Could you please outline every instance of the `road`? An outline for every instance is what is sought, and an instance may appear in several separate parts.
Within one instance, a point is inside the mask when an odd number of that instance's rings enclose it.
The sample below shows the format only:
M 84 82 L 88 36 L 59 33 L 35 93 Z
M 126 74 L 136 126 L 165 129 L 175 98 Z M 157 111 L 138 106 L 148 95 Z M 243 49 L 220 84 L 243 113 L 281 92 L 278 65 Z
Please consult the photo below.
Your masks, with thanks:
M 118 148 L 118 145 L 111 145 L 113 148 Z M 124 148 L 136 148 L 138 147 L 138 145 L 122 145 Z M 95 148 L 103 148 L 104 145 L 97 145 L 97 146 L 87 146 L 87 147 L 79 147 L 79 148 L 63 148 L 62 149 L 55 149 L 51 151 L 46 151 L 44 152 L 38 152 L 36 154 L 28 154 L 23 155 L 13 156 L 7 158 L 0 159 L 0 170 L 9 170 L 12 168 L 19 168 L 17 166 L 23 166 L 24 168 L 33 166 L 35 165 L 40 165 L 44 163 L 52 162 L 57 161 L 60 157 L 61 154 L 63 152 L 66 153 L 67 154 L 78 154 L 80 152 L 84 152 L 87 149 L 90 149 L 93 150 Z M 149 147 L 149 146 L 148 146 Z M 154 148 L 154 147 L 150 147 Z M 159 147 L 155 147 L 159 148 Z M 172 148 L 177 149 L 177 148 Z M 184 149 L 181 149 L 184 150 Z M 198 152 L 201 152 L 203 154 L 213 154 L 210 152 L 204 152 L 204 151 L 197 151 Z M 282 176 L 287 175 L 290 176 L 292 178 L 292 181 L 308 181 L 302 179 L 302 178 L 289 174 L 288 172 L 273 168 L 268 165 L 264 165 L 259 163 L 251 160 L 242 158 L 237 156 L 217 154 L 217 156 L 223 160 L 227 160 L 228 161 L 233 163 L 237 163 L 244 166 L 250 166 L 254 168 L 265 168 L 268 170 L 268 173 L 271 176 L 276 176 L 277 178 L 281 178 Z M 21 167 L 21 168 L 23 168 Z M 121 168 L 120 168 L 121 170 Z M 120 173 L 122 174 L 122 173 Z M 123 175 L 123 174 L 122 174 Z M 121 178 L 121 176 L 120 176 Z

══════

(Task details) Please reproduce the data verbatim, from its first line through the line that contains "Your masks, with", including both of those lines.

(Full output)
Could you please outline every instance of the `road`? An outline for every instance is what is sought, and an instance may appear in several separate parts.
Within one instance, a point is inside the mask when an odd number of that instance's rings enclose it.
The sample below shows the format only:
M 84 82 L 88 36 L 59 33 L 35 93 Z
M 126 74 L 136 126 L 165 129 L 175 98 Z M 157 111 L 138 106 L 148 95 Z M 243 49 L 220 84 L 243 113 L 281 92 L 278 65 Z
Please consult the photo below.
Your masks, with thanks:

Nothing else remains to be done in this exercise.